#### [TASK TO CARRY OUT]
Reproduce the rows from the line holding "of the long-sleeved" through the end of the rows, both inclusive, swapping "innermost point" for "center point" and leaving everything else unchanged. Omit the pictures from your answer.

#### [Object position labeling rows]
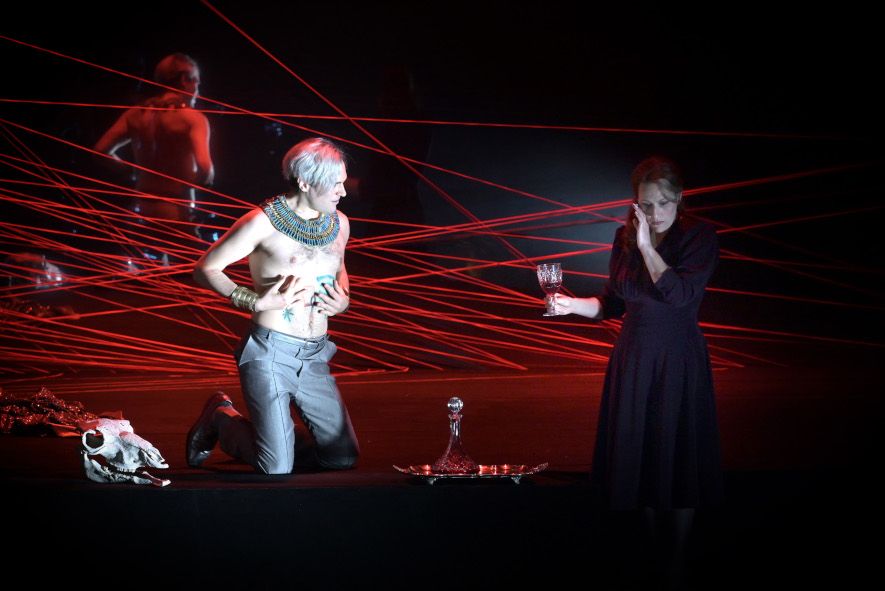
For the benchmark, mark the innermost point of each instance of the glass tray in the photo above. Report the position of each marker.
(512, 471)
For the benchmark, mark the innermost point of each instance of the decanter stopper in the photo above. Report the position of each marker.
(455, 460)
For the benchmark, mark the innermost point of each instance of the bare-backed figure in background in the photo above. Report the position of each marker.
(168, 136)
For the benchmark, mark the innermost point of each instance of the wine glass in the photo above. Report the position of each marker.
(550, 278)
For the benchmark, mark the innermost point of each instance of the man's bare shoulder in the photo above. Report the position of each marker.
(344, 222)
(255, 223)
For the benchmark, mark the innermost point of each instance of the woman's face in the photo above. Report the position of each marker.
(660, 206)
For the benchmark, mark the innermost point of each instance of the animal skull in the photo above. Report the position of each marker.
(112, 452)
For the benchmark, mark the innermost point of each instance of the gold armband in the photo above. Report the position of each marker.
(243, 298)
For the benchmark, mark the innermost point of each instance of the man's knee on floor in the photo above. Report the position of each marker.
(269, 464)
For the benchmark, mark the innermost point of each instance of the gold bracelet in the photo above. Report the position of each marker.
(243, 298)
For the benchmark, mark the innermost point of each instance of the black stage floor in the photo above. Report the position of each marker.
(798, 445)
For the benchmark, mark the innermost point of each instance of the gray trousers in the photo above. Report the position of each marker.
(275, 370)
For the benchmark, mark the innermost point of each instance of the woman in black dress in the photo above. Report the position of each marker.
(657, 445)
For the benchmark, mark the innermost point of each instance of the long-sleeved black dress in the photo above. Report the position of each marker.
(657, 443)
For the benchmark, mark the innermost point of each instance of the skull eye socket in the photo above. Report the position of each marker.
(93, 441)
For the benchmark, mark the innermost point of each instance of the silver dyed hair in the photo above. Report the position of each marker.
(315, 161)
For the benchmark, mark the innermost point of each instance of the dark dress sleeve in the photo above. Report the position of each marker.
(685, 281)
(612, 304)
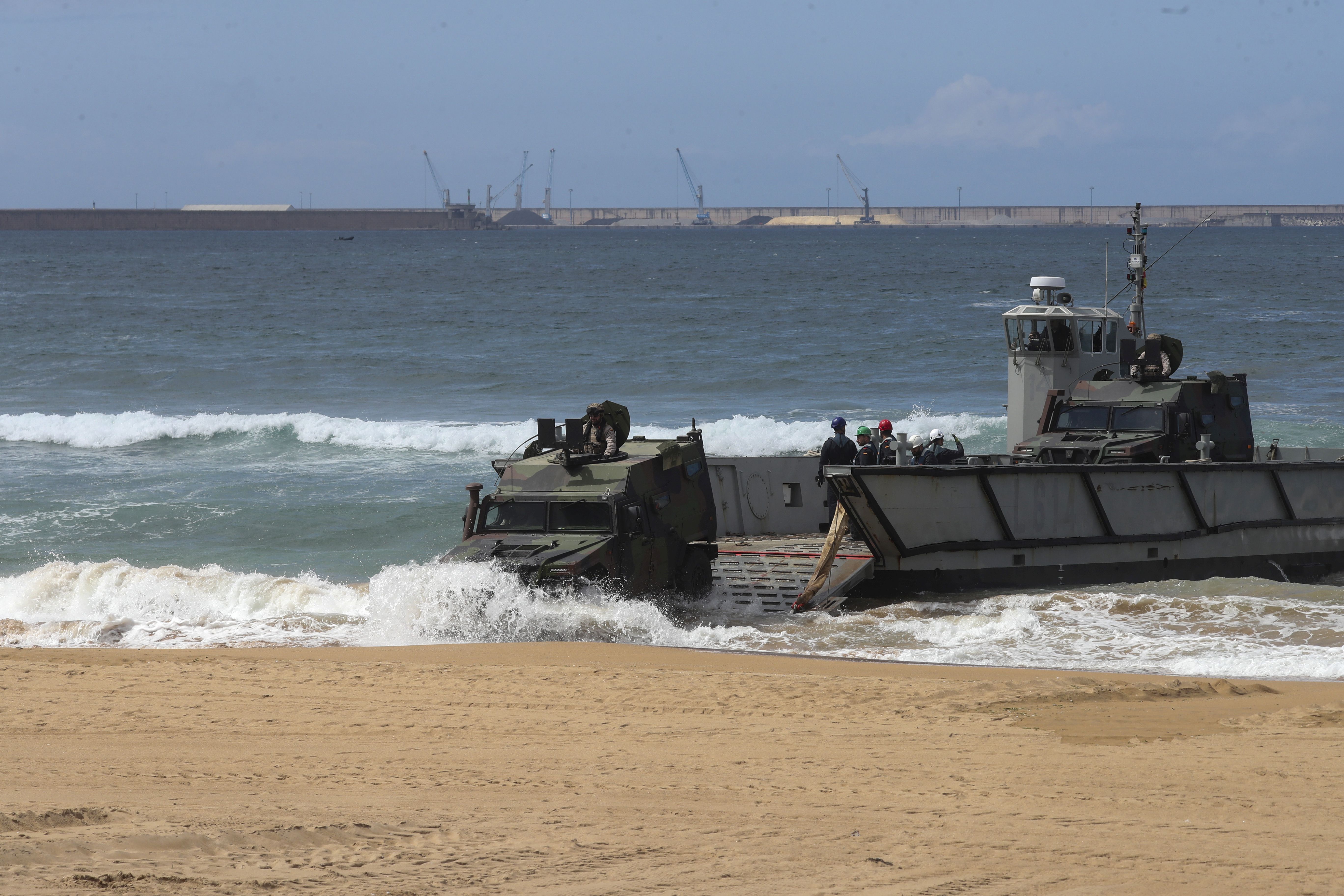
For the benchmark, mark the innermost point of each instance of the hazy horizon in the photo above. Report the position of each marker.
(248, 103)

#### [RESPONSE FOR THIS EXERCISE]
For the benchmark, mark the center point of each instance of the long-sleeved black dress in the photo above. Report the position of each marker.
(657, 443)
For the benchmark, mark the center point of each instance of the skull eye socket in the photo above. Report the position of each marker.
(93, 441)
For the benchmark, mark the center point of each instance of the silver dyed hair in the photo above. Report the position of each marker.
(315, 161)
For the benchmark, mark the center point of each instance of the dark dress sleeve in the photo above. Report the position of each marker.
(685, 281)
(612, 304)
For the benchmark, mark the center point of each instance of the hazy horizon in the photo above. Report the position of each marker.
(248, 103)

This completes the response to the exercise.